§ **EXTRACT TO READ**:
——————————
The final new release is on the side label Semishigure, one of the side labels of Bottrop-boy dealing with music and art. Music-wise, format-wise, it's all quite different than the three previous releases. The double LP is packed in a gate-fold sleeve, with pictures by world famous visual artist Carsten Höller (and of which separate prints will be sold in true art mode), and the music is by Florian Hecker. Perhaps I already told something about how my appreciation for Hecker changed after seeing his play live last year. Before that he was good, but it seemed to me he was one of the digi-noise boys from the Mego area. His concert however was great. Concentrated portions of noise and silence. The music on this record was created was made with software created by Alberto de Campo and Tommi R. Keränen, and it all sounds utter dry and utter minimal. Clicky rhythms, hardly anything to dance to, but rather loud and without much bass. They bang on, but over the course of a piece, things gradually change and it's done in a rather subtle manner. That makes the whole thing a rather fascinating listening experience, even when not every track is convincing. Especially 'II' derails half way through. But as a total - music, concept, package - this is a small piece of art. (FdW)
Address: http://www.bottrop-boy.com

RUDIS/CUSTIDIO/DIAZ-INFANTE - CRR LIVE (CD by Pax Recordings)
——————————
§ **OBJECTIVES**:
A – Answer these questions about the record review:
(i) On which side label does the final new release appear?
(ii) Who created the software used to make the music on the record?
(iii) Which track derails halfway through?
B – Go on with the record review from the point where it stops.

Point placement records
——————————
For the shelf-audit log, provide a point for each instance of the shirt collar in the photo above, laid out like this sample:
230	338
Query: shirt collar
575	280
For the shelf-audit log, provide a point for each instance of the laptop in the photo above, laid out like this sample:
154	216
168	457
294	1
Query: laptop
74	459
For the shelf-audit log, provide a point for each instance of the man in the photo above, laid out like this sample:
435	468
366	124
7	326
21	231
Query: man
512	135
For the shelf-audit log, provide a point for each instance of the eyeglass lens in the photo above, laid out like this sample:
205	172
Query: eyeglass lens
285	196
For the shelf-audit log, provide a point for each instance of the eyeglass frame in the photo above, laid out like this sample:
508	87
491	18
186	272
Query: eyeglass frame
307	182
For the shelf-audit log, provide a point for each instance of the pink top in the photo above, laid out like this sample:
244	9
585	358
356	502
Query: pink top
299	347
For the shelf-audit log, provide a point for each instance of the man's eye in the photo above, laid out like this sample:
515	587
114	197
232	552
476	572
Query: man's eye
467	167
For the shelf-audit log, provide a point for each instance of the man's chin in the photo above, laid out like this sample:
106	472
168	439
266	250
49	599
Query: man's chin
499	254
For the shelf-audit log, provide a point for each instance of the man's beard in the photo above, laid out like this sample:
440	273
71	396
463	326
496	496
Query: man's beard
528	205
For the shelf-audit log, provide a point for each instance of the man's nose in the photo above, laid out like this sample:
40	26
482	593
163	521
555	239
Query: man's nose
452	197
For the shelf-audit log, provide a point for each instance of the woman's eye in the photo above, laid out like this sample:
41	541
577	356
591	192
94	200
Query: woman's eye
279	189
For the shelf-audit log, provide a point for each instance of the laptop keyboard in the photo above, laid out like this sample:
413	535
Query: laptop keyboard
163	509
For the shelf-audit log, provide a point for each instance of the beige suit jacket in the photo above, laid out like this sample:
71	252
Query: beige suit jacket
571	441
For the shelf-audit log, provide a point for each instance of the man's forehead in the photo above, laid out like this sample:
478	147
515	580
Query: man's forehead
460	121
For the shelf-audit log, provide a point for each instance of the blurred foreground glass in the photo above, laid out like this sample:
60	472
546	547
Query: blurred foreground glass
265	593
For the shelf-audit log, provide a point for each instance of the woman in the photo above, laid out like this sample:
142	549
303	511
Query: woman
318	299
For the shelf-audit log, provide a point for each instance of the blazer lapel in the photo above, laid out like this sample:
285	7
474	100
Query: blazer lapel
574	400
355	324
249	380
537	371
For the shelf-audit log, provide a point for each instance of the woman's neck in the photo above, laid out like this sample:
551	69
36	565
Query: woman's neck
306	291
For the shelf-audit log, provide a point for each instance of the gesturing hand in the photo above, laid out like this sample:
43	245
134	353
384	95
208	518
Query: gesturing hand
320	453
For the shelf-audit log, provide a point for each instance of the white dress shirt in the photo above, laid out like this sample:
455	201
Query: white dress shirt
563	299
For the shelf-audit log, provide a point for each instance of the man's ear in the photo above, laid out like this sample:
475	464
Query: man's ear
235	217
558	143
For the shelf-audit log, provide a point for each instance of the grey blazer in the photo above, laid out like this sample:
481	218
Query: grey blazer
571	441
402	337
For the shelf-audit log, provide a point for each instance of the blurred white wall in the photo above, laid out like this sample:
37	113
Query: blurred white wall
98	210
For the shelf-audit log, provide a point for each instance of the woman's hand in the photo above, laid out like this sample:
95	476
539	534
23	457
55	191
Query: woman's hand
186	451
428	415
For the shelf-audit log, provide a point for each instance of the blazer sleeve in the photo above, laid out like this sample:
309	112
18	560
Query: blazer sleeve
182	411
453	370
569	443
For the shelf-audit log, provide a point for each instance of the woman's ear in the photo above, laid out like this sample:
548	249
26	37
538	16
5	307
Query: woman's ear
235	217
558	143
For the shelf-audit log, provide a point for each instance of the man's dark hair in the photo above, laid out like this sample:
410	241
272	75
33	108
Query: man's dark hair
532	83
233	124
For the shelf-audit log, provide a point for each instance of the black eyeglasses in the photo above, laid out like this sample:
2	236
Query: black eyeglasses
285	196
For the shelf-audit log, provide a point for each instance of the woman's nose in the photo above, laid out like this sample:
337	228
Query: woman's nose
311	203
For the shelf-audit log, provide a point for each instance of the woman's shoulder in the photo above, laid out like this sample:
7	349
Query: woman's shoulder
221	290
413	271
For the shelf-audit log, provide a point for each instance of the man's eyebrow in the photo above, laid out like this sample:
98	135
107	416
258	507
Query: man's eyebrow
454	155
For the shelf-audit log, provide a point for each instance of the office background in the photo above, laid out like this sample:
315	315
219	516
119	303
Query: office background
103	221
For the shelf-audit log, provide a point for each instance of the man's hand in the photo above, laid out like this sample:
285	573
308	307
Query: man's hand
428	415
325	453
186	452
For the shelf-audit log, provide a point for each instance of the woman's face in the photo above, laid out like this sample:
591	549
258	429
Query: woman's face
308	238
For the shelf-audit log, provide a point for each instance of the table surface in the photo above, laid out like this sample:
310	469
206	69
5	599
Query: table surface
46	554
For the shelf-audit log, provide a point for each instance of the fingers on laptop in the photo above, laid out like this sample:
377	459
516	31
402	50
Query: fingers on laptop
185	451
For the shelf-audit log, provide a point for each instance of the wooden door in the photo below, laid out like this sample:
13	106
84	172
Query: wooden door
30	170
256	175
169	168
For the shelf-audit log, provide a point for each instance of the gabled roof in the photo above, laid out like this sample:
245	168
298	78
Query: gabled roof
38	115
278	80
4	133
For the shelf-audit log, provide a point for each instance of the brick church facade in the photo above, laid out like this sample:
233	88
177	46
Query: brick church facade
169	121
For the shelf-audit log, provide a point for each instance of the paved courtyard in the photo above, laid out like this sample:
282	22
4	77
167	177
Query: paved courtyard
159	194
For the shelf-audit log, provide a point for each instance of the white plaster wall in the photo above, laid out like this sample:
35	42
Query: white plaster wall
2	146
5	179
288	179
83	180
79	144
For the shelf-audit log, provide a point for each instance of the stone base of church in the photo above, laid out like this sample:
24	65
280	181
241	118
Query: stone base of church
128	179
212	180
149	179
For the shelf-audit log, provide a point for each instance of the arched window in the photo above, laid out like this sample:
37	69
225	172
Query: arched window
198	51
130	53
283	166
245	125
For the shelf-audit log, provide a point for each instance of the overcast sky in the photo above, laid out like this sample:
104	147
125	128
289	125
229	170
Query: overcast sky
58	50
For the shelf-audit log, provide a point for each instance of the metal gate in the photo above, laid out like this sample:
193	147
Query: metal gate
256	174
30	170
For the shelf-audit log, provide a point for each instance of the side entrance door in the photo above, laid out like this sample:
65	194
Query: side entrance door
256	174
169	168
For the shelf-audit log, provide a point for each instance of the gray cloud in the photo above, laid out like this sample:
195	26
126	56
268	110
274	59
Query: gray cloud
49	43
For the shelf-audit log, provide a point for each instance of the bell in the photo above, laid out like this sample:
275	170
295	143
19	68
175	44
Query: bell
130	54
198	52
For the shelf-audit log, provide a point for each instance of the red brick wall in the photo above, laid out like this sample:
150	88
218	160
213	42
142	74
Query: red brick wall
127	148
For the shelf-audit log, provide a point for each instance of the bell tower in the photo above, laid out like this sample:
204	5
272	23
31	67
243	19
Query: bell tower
——————————
§ **FINAL RESULTS**:
A –
(i) Semishigure
(ii) Alberto de Campo and Tommi R. Keränen
(iii) 'II'

B –
Impro-noise extravaganza from a trio of three mad artists from the San Francisco Bay area: Lx Rudis (DJ rig, two copies of 'Crashing the Russian Renaissance'), Andre Custidio (Nord Modular Synthesizer, microphone, darbuka, voice) and Ernesto Diaz-Infante (amplified acoustic steelstring guitar). This new CD from this trio is a follow-up to "Crashing The Russian Renaissance," a studio album released in 2002 by Paxrecordings. Recordings for this live-cd - making use of the earlier studio-cd! - also date from 2002, but for some reason they were not released earlier. We have the trio at work here on two different live perfomances, where they mix electronic and acoustic instruments. This results in a very unusual spectrum of sounds. A brave trio, who are not afraid crossing any border. And that makes them interesting. On the other hand, both improvisations sound to me as formless soundscaping, collages of all kinds of soundmaterial, but without much focus or sense for direction. Maybe I miss the point here, but it didn't work for me. (DM)
Address: http://www.paxrecordings.com

PHONO PHONO (CD by Absinth)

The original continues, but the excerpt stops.